Task prompt:
Turn the part of the records below that starts with the line containing "the wheat ear" and ends with the line containing "142), (460, 475)]" into a JSON list of strings, one string per line, with both of those lines included and blank lines left out.

Information supplied:
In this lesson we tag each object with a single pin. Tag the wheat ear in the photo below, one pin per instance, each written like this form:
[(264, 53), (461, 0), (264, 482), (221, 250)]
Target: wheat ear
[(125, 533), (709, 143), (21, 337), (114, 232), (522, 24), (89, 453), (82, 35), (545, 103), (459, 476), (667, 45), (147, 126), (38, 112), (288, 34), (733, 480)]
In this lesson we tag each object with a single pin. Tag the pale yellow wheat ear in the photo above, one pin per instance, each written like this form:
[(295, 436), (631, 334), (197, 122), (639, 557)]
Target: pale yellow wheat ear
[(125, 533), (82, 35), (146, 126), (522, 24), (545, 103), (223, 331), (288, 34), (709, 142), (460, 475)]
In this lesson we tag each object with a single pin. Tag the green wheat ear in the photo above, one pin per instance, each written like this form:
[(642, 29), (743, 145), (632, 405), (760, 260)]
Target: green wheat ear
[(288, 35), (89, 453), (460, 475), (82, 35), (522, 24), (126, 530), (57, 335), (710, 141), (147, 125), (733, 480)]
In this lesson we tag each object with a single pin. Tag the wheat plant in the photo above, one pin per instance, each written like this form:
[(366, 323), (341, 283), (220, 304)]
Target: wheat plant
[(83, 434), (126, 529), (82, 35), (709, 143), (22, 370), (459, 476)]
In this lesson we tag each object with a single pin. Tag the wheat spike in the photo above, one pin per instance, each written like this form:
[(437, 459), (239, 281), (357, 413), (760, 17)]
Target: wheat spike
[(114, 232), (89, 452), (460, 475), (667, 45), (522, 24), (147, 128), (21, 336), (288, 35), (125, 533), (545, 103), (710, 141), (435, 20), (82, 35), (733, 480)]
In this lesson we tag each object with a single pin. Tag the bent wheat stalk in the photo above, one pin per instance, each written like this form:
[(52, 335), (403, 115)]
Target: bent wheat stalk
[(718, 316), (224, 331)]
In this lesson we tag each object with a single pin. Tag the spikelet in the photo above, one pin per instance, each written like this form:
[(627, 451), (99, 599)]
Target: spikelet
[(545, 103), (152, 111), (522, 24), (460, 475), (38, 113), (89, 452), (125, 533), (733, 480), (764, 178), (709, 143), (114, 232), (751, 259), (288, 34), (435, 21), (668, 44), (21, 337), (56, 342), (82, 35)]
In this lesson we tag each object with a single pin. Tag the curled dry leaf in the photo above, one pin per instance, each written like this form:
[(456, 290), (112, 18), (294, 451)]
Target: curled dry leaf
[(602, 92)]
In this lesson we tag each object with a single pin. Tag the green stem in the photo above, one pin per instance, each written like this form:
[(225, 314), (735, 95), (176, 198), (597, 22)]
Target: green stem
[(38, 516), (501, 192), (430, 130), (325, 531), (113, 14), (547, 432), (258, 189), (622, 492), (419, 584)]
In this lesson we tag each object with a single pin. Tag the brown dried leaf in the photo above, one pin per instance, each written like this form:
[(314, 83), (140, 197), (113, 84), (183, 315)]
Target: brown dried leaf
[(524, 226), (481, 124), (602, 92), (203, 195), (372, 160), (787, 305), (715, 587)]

---

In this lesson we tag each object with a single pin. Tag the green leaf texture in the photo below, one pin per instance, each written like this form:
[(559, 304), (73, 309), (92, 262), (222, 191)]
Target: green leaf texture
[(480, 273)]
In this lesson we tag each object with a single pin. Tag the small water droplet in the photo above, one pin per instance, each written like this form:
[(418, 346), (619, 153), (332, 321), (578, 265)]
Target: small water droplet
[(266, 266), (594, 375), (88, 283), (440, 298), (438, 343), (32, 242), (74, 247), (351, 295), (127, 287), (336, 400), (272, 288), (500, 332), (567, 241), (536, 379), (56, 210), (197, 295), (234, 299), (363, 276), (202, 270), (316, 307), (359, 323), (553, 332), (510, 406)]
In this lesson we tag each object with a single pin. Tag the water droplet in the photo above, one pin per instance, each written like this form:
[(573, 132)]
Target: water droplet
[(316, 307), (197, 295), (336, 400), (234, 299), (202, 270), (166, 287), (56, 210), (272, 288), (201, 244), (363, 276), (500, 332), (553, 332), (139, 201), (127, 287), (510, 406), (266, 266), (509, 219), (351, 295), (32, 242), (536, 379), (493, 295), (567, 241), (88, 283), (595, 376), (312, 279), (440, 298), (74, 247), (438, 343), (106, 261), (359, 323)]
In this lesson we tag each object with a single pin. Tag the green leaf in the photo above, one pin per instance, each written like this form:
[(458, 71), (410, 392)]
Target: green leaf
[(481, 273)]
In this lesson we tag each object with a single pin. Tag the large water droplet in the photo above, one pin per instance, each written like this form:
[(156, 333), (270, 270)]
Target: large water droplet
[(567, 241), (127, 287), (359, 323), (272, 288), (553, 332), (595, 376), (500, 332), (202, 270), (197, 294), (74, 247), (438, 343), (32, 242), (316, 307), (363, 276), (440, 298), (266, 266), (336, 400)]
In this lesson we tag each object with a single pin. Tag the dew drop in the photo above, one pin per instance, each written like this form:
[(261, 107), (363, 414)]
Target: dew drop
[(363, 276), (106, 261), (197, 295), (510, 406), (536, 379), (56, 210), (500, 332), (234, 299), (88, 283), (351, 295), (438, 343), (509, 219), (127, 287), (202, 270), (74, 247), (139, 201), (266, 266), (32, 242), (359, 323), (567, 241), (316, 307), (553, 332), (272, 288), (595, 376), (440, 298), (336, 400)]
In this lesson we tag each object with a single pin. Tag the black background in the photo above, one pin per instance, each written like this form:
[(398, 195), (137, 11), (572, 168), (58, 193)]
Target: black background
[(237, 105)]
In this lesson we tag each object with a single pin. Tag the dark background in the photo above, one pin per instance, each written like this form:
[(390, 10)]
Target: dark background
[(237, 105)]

Task solution:
[
  "In this lesson we tag each object with a single pin. Tag the wheat ear in the photo below, one pin per instance, each written like this form:",
  "[(264, 53), (461, 0), (264, 482), (221, 250)]",
  "Target: wheat ear",
  "[(125, 533), (709, 143), (21, 337), (114, 232), (522, 24), (89, 453), (82, 35), (545, 103), (459, 476), (667, 45), (147, 126), (38, 112), (288, 34), (733, 480)]",
  "In this lesson we tag each object with a single pin. Tag the pale yellow wheat ear in the photo above, one pin per instance, each written like this form:",
  "[(295, 436), (631, 334), (197, 122), (639, 557)]",
  "Target: pale yellow wheat ear",
  "[(125, 533), (82, 35), (146, 126), (522, 24), (545, 103), (223, 331), (288, 34), (709, 142), (460, 475)]"
]